The key to acquiring new NPC concepts is to pay attention to the repertoire of other GMs. Playing in other games whether in person, online, or at conventions, is a great way to get exposed to NPC “templates.”  The more memorable the portrayal, the easier to recall. However, not all memorable NPC’s are over the top, larger than life personas. Many are regular people, and can be bland or generic. Reviewing lists of character traits in the AD&D Dungeon Master’s Guide is a good way to be on the right wavelength to pull out a believable persona.

Friends, family, wait staff, work colleagues, basically anyone you have ever interacted with can have something to offer to help build NPCs.

Movies, TV, books, magazines, etc. all have characters who have traits that are memorable. All of them are fair game to help you make the next town’s tavern owner different from the last. Street urchins can have traits and manners of speaking like the characters from The Little Rascals (I prefer the originals from the B&W shorts).

Build Templates

If you struggle with on the spot development of NPCs, build templates that emphasize a major trait but flavored with minor traits. For example, a greedy merchant template could take the used car salesman trope and flavor it base on your own experience buying used cars. Some talk fast, some dress gaudily, others dress sharply, some dress slovenly. Greed can take different forms. One is honest so does not lie to gain the sale, while others have no scruples other than whatever it takes to get the sale.

You can also sit with the DMG and roll on the tables to build random NPCs. They can just be collections of traits on index cards, and you just grab the next one when it is needed. You can also script them in a spreadsheet, power shell, bash, or programs like Inspiration Pad Pro. Then you can generate hundreds and pull one out when you need it, or even on the fly at the table.

Conclusion

Find a way that works best for you. Build a mental catalog as you go on a long walk or drive, or mow the lawn. Create a card catalog or lists on the computer. Whether you speak in different voices, or just describe their mannerisms and tone, you should always be able to come up with a new NPC’s characteristics on the fly.

How Much World Building?

I stumbled on a conversation over on Twitter about World Building between @SlyFlourish, @NewbieDM, @Chgowiz, @Bartoneus, @DnDJester, and others. It ranged between no world building/it’s a waste of time all the way to being an integral part of the game.

In the course of writing this article, I reached two conclusions:

  • Every GM is a world builder. It is all a matter of degree of prior effort plus what happens during character building and in play.
    • Every NPC, town, dungeon, etc. involves some level of world building.
    • Even if you use a published setting and published modules, you still weave a story to connect them together.
      • If you ever modify what is in the published setting or module, you are world building.
  • Every player is a world builder, as they bring their perspective into the mix to help shape the world through their character(s).
    • Even if all the player does is roll for abilities, starting gold, and pick a name, race, class, and buy equipment, that is world building. That character did not exist until that point in time. Details of that character help shape the world.

I think in the case of this Twitter conversation, the discussion hinged about the unspoken definition of terms. This is the crux of all discussions/disagreements/viewpoints.  What does each perspectives’ adherents mean by world building. I can’t speak for them, but I give my take in the next two paragraphs.

The no world building viewpoint focused on using that time and effort prepping for the next adventure. They strongly advocate published settings and leaving the players free to do what they want. To me the most valid point is avoiding putting effort into things the players will never see. One has a limited time resource, and so must focus on what must be done for the next session.

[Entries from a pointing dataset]
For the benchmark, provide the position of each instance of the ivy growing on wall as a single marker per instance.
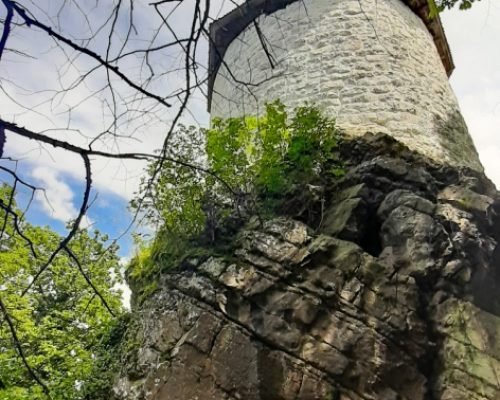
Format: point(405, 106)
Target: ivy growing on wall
point(255, 166)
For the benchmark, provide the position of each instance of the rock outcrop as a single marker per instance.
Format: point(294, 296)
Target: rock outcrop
point(393, 294)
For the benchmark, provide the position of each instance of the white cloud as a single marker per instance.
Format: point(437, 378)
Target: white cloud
point(57, 197)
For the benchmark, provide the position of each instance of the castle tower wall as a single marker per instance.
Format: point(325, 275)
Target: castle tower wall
point(372, 64)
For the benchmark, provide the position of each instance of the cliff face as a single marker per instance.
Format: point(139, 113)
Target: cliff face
point(394, 296)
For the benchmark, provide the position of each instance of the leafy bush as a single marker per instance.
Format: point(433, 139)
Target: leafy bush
point(256, 165)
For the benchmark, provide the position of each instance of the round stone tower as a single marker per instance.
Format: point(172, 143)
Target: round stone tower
point(374, 65)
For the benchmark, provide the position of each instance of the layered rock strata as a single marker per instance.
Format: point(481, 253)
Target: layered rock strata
point(392, 294)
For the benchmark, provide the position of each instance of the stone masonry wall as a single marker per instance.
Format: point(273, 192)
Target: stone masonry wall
point(370, 63)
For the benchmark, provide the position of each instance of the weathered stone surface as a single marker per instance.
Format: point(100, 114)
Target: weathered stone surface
point(372, 65)
point(405, 308)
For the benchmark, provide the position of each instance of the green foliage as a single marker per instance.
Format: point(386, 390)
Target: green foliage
point(437, 6)
point(59, 322)
point(256, 165)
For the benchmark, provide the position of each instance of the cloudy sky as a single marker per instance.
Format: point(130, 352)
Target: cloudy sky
point(474, 40)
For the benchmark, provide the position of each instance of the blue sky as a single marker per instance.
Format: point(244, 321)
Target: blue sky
point(473, 37)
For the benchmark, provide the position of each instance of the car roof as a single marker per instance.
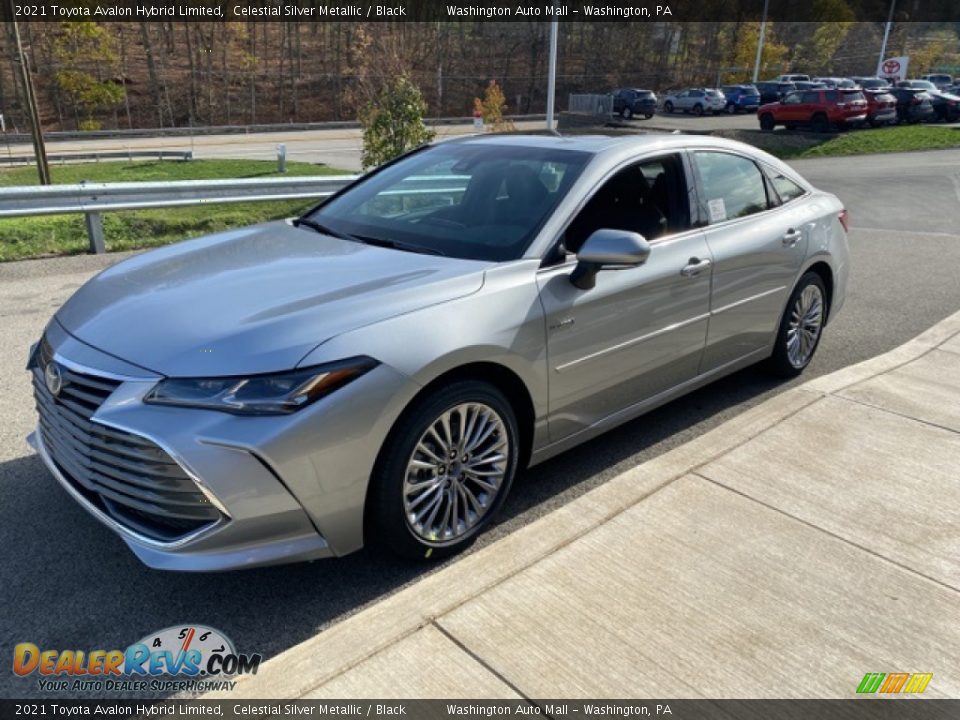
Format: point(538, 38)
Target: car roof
point(612, 144)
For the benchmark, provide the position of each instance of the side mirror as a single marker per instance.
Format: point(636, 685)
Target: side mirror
point(608, 250)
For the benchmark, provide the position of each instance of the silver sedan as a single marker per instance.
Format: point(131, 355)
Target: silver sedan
point(380, 369)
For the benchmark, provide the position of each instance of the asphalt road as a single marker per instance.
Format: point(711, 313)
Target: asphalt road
point(336, 147)
point(67, 582)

--- Task list ---
**1.** Please set down the passage from the article on NPCs and world building word for word, starting at "I think in the" and ending at "next two paragraphs.".
**2.** In the article on NPCs and world building, which program is named alongside spreadsheets, PowerShell, and bash as a way to script random NPCs?
**3.** Write what comes next in the article on NPCs and world building, picking up after its final paragraph.

--- Answers provided ---
**1.**
I think in the case of this Twitter conversation, the discussion hinged about the unspoken definition of terms. This is the crux of all discussions/disagreements/viewpoints.  What does each perspectives’ adherents mean by world building. I can’t speak for them, but I give my take in the next two paragraphs.

**2.** Inspiration Pad Pro

**3.**
The world building is my thing view focused on how it is the DM’s part of play, and that it is a creative and fun outlet for some DMs. I am closer to this point of view, but agree that one must not get lost in the details. For me, world building helps me internalize things and be better able to go with the flow.

As with all things in life, there must be balance and one must seek what works for them. For me, I prefer to build my own world, so that I know it. I struggle with published settings, as they are so intricate, and I get lost in trying to learn them. It is a fun exercise, but it does not move me closer to actual session prep. I have the same issue with modules. I have to spend so much time getting familiar with them, that I could have used less time making my own thing that I already know.

For both modules and published settings, I’m of the “use the parts I like” DM. This holds true of all I read and watch.

This world building/no world building discussion ties into me recently taking my game world to Roll20. Our first session was Sunday. I had a blast exploring a new area of my game world. The players enjoyed it too. Through contact with the players, my game world changed from my original vision. Some of this was expected, yet some specifics were surprising.

I first conceived of my game world way back in college and did a map, and my brother (The artist and my favorite DM.) said, “No, here let me draw you a map.” I still have the map, and I colored it in. Here’s an article where I discuss it. This is not the area of the Roll20 game.

I put all kinds of time into great details on kingdoms and struggling over names for rulers, etc. In the end, I only ran one group for one session in college. I didn’t use it again until 2008 when my sons said they wanted to play. I had been reading stuff online about the OSR and realized I would never use most of what I had, so I focused on a narrow area. I built a town and seeded some adventure sites, monster lairs, etc. We began a sandbox game that morphed to fit what the players did.

Oriental Adventures event charts helped me to plan out a timeline for a year with minimal effort. I seeded those dates in the time line, and let the player’s actions determine how best to implement them. I spent way too much time on weather. I have an old DOS program I found online, and it took forever to get the text file formatted to fit the format I wanted. Not good. For my new area, I am using +Chgowiz’s weather chart. [EDIT: Sadly G+ is gone and I missed adding this link to the Internet Archive.] Simple and effective to realistic weather. It was easy to script and do months at a time.

I have become an advocate of just enough world building to have a place for things to happen. I’ve written about the new area in my world here. The campaign category links to more articles,I made a map and tied this region into my existing world. I took ideas and built the basics of a town, a reason for the players to be there, and set the site for adventures. Then I invited others in and watched it come to life.

It is AD&D with my own preferences from back in the day, or picked up over the years. I have a setting document to help get players into the setting. I’ll touch on my house rules in another post. One thing about my setting is no set pantheon based on this idea I blogged about. We got into an extended theological discussion for what it meant for clerics and certain types of alignment defined characters. Part of my recent thinking, is that alignment does not need to be that complicated, and the law/chaos of OD&D makes more sense. That is also something for another post.

My point is, that having this discussion to get the player’s in the right frame of mind both helped them look at alignment in a different way, and helped me clarify what I had in mind. I prefer initial groups of players to be a good/heroic type party. But by our discussion of less reliance on alignment, the players were led to explore what it means to be chaotic or evil. I now have a party of “evil” characters. They are still out for adventure, but the nature of my internal presuppositions about how things would start and pan out, took a major turn.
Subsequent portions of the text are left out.